▸ **Given data**:
Content starts

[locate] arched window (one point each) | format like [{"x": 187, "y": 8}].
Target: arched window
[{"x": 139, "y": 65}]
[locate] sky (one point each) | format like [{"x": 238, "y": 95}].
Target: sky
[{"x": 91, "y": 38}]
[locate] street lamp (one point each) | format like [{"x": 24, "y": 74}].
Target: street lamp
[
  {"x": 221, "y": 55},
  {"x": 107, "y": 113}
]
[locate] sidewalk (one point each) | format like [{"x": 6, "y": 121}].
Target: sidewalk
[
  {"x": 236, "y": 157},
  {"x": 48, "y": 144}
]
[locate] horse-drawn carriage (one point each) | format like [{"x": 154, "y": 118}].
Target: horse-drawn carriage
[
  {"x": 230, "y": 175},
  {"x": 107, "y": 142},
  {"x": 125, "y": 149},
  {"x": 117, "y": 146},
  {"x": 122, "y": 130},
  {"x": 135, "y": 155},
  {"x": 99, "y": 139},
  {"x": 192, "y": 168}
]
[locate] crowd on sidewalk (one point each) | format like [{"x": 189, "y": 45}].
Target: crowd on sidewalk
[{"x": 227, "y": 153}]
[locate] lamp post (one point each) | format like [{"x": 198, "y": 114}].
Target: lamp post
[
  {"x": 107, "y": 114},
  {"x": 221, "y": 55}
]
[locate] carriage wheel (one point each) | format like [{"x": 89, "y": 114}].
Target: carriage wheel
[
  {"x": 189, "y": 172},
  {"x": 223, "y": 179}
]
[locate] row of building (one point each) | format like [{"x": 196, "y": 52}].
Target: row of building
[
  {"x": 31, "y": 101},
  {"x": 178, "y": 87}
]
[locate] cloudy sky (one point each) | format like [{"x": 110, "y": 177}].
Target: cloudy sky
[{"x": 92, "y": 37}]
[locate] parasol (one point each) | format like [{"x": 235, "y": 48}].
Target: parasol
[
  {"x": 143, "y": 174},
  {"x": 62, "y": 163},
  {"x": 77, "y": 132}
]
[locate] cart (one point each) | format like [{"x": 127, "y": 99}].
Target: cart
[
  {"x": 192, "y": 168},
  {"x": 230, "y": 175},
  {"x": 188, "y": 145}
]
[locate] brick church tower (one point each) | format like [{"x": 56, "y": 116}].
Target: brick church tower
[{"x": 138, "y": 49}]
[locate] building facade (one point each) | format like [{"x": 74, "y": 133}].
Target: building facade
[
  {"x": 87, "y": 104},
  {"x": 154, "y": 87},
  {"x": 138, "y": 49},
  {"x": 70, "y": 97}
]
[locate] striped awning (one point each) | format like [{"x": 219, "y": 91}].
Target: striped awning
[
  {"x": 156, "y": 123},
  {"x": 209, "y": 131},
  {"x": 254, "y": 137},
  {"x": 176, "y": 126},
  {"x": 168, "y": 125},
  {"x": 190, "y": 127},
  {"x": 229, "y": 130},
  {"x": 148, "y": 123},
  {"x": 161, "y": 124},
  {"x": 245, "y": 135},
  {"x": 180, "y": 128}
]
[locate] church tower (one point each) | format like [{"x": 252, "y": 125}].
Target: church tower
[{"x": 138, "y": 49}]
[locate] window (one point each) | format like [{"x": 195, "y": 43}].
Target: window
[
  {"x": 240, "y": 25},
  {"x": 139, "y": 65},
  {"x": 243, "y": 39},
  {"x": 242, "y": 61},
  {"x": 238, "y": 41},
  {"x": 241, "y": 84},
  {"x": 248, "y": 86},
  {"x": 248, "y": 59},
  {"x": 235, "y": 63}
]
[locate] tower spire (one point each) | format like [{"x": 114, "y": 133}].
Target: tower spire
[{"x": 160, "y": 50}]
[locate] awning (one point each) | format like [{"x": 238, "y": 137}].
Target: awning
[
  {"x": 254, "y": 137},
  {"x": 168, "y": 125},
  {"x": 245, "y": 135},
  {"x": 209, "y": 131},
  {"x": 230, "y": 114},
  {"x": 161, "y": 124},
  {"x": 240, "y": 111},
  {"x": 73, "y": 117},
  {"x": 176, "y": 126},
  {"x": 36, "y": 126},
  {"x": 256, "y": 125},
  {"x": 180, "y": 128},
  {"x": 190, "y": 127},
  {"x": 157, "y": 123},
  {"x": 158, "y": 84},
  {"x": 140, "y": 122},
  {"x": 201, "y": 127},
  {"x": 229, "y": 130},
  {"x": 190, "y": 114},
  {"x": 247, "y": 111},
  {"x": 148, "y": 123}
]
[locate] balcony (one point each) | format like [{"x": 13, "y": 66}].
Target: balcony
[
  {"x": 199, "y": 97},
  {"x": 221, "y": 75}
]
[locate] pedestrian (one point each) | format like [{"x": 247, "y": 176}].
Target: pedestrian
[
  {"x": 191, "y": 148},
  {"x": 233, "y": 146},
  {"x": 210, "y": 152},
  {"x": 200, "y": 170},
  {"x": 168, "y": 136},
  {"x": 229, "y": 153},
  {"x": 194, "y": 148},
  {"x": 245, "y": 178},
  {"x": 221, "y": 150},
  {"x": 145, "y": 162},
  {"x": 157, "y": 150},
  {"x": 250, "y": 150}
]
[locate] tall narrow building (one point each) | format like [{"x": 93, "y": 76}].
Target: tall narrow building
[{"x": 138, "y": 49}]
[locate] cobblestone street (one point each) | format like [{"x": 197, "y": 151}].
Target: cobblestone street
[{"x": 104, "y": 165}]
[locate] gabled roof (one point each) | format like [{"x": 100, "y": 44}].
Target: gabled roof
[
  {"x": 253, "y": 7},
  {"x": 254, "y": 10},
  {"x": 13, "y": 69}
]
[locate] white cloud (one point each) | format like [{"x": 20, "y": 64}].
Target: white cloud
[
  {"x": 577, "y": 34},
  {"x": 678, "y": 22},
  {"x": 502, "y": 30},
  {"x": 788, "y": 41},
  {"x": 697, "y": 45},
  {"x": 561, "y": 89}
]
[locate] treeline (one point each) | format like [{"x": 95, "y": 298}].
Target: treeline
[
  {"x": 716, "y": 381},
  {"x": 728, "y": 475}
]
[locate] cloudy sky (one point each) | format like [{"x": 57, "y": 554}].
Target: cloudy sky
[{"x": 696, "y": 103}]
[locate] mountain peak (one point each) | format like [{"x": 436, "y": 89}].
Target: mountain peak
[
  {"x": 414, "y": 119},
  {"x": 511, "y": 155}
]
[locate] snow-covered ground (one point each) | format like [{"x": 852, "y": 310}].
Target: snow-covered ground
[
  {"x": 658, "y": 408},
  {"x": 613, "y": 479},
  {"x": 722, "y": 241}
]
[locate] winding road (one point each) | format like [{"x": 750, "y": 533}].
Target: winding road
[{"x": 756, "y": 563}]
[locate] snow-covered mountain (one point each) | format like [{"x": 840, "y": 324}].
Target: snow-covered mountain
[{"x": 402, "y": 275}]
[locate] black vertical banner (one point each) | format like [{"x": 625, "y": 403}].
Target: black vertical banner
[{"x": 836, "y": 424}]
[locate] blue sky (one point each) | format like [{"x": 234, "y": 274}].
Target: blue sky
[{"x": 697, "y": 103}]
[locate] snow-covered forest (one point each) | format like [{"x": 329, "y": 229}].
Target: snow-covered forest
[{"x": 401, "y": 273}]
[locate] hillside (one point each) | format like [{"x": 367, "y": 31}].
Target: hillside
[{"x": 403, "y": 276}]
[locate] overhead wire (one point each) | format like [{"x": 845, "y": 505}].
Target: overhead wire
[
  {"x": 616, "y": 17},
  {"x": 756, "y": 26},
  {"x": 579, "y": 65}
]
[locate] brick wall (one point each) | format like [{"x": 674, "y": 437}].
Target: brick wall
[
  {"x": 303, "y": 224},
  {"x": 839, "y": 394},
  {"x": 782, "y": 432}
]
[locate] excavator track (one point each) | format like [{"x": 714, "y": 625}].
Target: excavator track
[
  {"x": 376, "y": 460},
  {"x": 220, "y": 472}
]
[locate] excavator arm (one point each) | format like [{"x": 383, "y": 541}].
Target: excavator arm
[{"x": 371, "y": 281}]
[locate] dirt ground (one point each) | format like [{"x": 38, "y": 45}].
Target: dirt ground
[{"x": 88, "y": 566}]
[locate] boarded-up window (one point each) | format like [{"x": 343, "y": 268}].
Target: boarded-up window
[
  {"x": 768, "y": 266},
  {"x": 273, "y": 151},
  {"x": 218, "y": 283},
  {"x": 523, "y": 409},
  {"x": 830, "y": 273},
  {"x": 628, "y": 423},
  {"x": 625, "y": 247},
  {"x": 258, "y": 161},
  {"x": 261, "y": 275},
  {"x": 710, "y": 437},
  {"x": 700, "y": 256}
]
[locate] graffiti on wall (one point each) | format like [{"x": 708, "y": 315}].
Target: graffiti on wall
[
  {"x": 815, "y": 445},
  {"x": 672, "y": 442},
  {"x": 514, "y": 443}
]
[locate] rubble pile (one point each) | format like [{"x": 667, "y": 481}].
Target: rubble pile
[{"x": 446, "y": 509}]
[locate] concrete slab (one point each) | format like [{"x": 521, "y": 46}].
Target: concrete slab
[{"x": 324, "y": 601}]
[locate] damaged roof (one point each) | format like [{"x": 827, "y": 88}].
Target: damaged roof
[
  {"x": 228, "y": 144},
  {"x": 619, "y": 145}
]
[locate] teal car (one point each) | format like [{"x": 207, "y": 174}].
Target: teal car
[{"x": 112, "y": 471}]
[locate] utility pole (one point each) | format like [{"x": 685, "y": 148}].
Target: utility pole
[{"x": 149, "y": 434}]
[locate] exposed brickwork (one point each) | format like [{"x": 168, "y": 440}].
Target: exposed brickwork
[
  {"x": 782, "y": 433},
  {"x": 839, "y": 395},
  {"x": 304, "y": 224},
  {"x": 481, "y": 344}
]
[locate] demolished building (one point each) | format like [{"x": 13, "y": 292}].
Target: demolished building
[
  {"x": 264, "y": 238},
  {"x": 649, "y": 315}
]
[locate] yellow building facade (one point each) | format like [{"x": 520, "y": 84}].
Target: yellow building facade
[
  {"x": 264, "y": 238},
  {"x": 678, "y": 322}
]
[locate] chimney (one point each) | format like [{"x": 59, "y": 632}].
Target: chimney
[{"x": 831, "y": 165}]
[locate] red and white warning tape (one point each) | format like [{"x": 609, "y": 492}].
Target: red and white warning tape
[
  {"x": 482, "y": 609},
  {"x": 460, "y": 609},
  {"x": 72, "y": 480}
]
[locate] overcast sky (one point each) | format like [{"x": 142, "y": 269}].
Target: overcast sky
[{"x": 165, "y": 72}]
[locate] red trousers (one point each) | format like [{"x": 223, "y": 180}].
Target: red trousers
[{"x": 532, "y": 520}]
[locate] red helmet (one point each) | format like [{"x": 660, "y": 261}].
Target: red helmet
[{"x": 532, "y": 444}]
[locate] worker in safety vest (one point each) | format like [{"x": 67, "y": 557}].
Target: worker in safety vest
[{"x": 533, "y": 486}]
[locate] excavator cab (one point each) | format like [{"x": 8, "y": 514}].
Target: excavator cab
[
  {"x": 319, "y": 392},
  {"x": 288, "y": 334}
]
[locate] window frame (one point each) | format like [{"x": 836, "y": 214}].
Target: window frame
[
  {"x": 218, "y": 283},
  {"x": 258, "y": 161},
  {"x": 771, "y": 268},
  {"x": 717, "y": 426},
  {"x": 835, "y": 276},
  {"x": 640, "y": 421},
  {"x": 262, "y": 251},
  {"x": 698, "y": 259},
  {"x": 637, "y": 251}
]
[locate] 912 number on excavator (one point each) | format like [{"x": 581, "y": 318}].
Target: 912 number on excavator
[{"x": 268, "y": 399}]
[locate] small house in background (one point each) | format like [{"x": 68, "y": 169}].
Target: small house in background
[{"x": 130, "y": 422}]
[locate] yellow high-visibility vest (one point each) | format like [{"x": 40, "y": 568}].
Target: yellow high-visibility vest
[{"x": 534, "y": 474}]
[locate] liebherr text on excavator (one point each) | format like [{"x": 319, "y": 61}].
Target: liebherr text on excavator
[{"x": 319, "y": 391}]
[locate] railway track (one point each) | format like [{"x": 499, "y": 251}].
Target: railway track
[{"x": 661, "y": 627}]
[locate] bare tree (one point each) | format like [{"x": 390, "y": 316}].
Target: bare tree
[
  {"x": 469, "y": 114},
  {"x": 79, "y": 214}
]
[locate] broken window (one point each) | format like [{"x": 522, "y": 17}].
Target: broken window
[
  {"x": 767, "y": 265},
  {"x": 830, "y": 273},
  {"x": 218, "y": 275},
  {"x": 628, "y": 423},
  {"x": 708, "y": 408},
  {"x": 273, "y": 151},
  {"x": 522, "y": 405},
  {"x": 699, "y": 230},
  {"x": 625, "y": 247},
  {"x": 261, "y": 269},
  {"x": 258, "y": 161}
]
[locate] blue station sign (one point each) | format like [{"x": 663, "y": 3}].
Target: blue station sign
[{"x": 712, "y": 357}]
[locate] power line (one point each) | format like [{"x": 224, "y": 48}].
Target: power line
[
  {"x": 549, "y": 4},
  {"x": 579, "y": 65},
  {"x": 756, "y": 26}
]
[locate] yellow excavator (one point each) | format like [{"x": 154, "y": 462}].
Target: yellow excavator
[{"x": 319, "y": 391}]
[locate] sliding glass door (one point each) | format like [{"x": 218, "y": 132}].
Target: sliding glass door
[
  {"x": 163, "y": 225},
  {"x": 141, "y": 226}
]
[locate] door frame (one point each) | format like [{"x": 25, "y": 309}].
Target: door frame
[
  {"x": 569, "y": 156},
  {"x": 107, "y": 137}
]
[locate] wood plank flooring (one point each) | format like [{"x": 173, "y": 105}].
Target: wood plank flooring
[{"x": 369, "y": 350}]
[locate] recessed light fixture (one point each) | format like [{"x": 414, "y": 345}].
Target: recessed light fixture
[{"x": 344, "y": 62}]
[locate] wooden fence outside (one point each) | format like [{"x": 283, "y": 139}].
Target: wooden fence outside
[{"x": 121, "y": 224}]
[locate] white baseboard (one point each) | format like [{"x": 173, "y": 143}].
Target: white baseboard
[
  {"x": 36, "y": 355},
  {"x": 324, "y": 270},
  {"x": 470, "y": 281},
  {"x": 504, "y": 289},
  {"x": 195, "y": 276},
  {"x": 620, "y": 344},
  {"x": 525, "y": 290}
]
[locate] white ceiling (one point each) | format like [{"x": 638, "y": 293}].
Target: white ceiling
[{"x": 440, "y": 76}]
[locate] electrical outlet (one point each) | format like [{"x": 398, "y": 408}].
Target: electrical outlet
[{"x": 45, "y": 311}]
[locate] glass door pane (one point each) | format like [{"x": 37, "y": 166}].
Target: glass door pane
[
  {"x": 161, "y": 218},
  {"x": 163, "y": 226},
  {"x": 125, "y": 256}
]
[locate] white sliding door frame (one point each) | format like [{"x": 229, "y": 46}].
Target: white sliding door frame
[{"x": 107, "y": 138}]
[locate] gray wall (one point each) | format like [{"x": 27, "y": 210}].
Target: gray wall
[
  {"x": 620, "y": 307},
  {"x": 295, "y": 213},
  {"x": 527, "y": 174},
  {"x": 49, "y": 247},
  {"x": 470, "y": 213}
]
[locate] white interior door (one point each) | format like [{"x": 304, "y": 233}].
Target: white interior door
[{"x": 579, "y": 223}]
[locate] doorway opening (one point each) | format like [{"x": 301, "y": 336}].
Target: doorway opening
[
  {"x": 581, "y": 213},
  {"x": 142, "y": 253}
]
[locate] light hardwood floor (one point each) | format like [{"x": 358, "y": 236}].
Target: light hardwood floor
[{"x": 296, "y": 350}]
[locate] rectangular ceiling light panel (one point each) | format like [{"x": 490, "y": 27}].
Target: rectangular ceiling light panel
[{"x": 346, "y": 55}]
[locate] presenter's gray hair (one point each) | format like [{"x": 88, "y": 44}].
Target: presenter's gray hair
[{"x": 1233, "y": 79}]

Content ends

▸ **Exercise directions**:
With the first line being the one containing "Target: treeline" and the last line the one containing "[locate] winding road", transcribe exactly the lines above that fall in that range.

▸ **Your solution**:
Target: treeline
[
  {"x": 716, "y": 381},
  {"x": 728, "y": 475}
]
[locate] cloudy sky (one point each) | format like [{"x": 57, "y": 554}].
Target: cloudy sky
[{"x": 696, "y": 103}]
[locate] mountain peak (one point each) | format like [{"x": 436, "y": 89}].
Target: mountain peak
[
  {"x": 414, "y": 119},
  {"x": 511, "y": 155}
]
[locate] snow-covered ground (one point each) | format like [{"x": 852, "y": 310}].
Target: snow-covered ground
[
  {"x": 658, "y": 408},
  {"x": 613, "y": 479},
  {"x": 722, "y": 241}
]
[locate] winding road (one point each) | format like [{"x": 750, "y": 533}].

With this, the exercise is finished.